(INFORMATION begins)

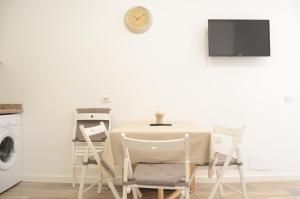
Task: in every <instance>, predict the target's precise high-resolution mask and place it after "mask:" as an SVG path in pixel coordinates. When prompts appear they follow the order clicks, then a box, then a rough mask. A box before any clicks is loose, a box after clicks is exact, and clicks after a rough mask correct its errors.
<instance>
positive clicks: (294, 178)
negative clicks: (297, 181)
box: [196, 174, 300, 183]
mask: <svg viewBox="0 0 300 199" xmlns="http://www.w3.org/2000/svg"><path fill="white" fill-rule="evenodd" d="M223 180H224V182H240V177H239V175H228V176H226V177H224V178H223ZM296 180H300V174H264V175H258V174H248V175H246V181H247V182H274V181H296ZM213 182H215V178H208V177H207V175H206V176H205V175H197V176H196V183H213Z"/></svg>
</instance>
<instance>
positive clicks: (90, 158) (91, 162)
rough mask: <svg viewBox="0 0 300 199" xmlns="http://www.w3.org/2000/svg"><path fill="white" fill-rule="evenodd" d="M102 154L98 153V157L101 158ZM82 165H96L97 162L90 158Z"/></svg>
mask: <svg viewBox="0 0 300 199" xmlns="http://www.w3.org/2000/svg"><path fill="white" fill-rule="evenodd" d="M102 154H103V151H101V152H98V155H99V157H100V158H101V157H102ZM82 164H83V165H89V164H97V161H96V160H95V158H92V157H90V158H89V159H88V161H87V162H82Z"/></svg>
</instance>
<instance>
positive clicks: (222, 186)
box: [216, 169, 224, 196]
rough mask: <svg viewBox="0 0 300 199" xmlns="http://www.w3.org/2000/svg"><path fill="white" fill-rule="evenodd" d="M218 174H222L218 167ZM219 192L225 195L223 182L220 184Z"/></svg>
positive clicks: (218, 174) (219, 184) (222, 195)
mask: <svg viewBox="0 0 300 199" xmlns="http://www.w3.org/2000/svg"><path fill="white" fill-rule="evenodd" d="M216 174H217V175H218V176H219V175H220V170H219V169H217V172H216ZM219 193H220V196H223V195H224V190H223V184H222V182H221V183H220V184H219Z"/></svg>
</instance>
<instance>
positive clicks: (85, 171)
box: [78, 165, 88, 199]
mask: <svg viewBox="0 0 300 199" xmlns="http://www.w3.org/2000/svg"><path fill="white" fill-rule="evenodd" d="M87 167H88V165H85V166H83V168H82V174H81V180H80V185H79V192H78V199H82V196H83V191H84V183H85V176H86V170H87Z"/></svg>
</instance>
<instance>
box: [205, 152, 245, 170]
mask: <svg viewBox="0 0 300 199" xmlns="http://www.w3.org/2000/svg"><path fill="white" fill-rule="evenodd" d="M215 156H216V157H217V159H218V162H217V164H216V166H218V167H222V166H224V163H225V160H226V158H227V155H225V154H223V153H219V152H216V153H215ZM234 165H235V166H241V165H243V162H238V161H237V159H236V158H232V159H231V161H230V162H229V166H234ZM199 166H209V163H206V164H204V165H199Z"/></svg>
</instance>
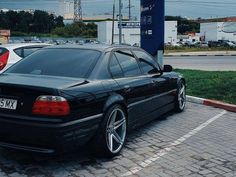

(INFORMATION ends)

■ DESCRIPTION OF THE TASK:
Render each line of the data items above as a numbered list, leaving out blank lines. Omit the pictures from the list.

■ RESULT BELOW:
1. Task: in every <instance>, predict the target's precise high-resolution mask and place it after "mask:" as an SVG path in pixel coordinates. When prompts appear they follow the order clicks, then a box, then a rough mask. A box before any clicks is loose, a box after clicks is exact, and clicks after a rough mask correct its errors.
2. <instance>
3. positive clicks: (294, 178)
4. negative clicks: (297, 181)
5. box: [196, 174, 300, 183]
6. mask: <svg viewBox="0 0 300 199" xmlns="http://www.w3.org/2000/svg"><path fill="white" fill-rule="evenodd" d="M223 180H224V182H240V177H239V175H228V176H226V177H224V178H223ZM296 180H300V174H264V175H258V174H248V175H246V181H247V182H274V181H296ZM213 182H215V178H208V177H207V175H206V176H205V175H197V176H196V183H213Z"/></svg>
7. </instance>
8. <instance>
9. positive clicks: (90, 158) (91, 162)
10. rough mask: <svg viewBox="0 0 300 199" xmlns="http://www.w3.org/2000/svg"><path fill="white" fill-rule="evenodd" d="M102 154L98 153V157L101 158ZM82 165H96L97 162L90 158Z"/></svg>
11. mask: <svg viewBox="0 0 300 199" xmlns="http://www.w3.org/2000/svg"><path fill="white" fill-rule="evenodd" d="M102 154H103V151H101V152H98V155H99V157H100V158H101V157H102ZM82 164H83V165H89V164H97V161H96V160H95V158H92V157H90V158H89V159H88V161H87V162H82Z"/></svg>
12. </instance>
13. <instance>
14. positive clicks: (222, 186)
15. box: [216, 169, 224, 196]
16. rough mask: <svg viewBox="0 0 300 199" xmlns="http://www.w3.org/2000/svg"><path fill="white" fill-rule="evenodd" d="M218 174H222L218 167ZM219 192L225 195L223 182L220 184Z"/></svg>
17. positive clicks: (218, 174) (219, 184) (222, 195)
18. mask: <svg viewBox="0 0 300 199" xmlns="http://www.w3.org/2000/svg"><path fill="white" fill-rule="evenodd" d="M216 174H217V175H218V176H219V175H220V170H219V169H217V172H216ZM219 193H220V196H223V195H224V190H223V184H222V182H221V183H220V184H219Z"/></svg>
19. </instance>
20. <instance>
21. positive clicks: (85, 171)
22. box: [78, 165, 88, 199]
23. mask: <svg viewBox="0 0 300 199" xmlns="http://www.w3.org/2000/svg"><path fill="white" fill-rule="evenodd" d="M87 167H88V165H85V166H83V168H82V174H81V180H80V185H79V192H78V199H82V196H83V191H84V183H85V176H86V170H87Z"/></svg>
24. </instance>
25. <instance>
26. box: [205, 152, 245, 170]
27. mask: <svg viewBox="0 0 300 199" xmlns="http://www.w3.org/2000/svg"><path fill="white" fill-rule="evenodd" d="M215 156H216V157H217V159H218V162H217V164H216V166H218V167H222V166H224V163H225V160H226V158H227V155H225V154H223V153H219V152H216V153H215ZM234 165H235V166H241V165H243V162H238V161H237V159H236V158H232V159H231V161H230V162H229V166H234ZM199 166H209V163H206V164H204V165H199Z"/></svg>
28. </instance>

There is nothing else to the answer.